## Stored data:
============================================================

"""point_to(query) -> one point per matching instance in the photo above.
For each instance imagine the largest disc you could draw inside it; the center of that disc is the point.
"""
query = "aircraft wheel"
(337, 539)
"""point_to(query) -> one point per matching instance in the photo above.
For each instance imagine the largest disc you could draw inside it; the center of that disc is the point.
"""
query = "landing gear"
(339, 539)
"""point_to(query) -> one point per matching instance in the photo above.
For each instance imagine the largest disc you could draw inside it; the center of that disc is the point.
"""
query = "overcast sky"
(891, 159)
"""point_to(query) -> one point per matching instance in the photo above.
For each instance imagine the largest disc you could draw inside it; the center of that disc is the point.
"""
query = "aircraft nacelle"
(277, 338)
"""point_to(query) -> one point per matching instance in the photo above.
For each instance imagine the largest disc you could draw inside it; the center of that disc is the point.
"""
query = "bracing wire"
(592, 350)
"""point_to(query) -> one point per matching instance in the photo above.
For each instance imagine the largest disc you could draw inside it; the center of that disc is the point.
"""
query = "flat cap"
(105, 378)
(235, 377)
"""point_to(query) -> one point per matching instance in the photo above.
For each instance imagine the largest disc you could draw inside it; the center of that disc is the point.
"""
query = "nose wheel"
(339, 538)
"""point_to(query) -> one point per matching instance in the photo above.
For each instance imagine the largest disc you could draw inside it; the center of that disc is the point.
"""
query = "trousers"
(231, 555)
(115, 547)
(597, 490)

============================================================

## What you need to do:
Every single line of the data above must be set down again exactly.

## Expected output:
"""point_to(query) -> one point per matching instance in the photo above.
For each instance imagine the largest disc you could draw inside it; the center of that disc is the point.
"""
query = "aircraft wheel"
(337, 539)
"""point_to(query) -> one point per matching instance in the photo above.
For each instance imagine the largest disc you could draw inside it; the center of that disc is the point.
"""
query = "landing gear"
(339, 539)
"""point_to(query) -> one point per matching instance in the photo above.
For each instance imagine the largest disc you could draw inside it; the center of that disc is the point.
"""
query = "overcast sky"
(891, 159)
"""point_to(query) -> one point per matching instance in the photo above.
For each instance imagine the largest disc you could draw inside it; the center of that disc is the point.
"""
query = "aircraft nacelle"
(277, 338)
"""point_to(query) -> one point per matching instance in the photo above.
For each instance imagine the largest disc you could draw inside it; the center of that disc is the point.
"""
query = "bracing wire"
(592, 350)
"""point_to(query) -> one point per matching instance in the photo above.
For each instance imagine the largest disc you could draw inside it; the center of that disc is the point.
"""
query = "flat cap"
(105, 378)
(235, 377)
"""point_to(query) -> one point per matching instance in the photo above.
For each instance imagine the largest disc you could draw inside it; the center of that disc is the point.
"""
query = "nose wheel"
(339, 538)
"""point_to(query) -> one point per matching instance in the photo above.
For each instance imagine the largest disc you could draw inside it; the center of that disc is the point.
"""
query = "trousers"
(231, 555)
(115, 547)
(597, 490)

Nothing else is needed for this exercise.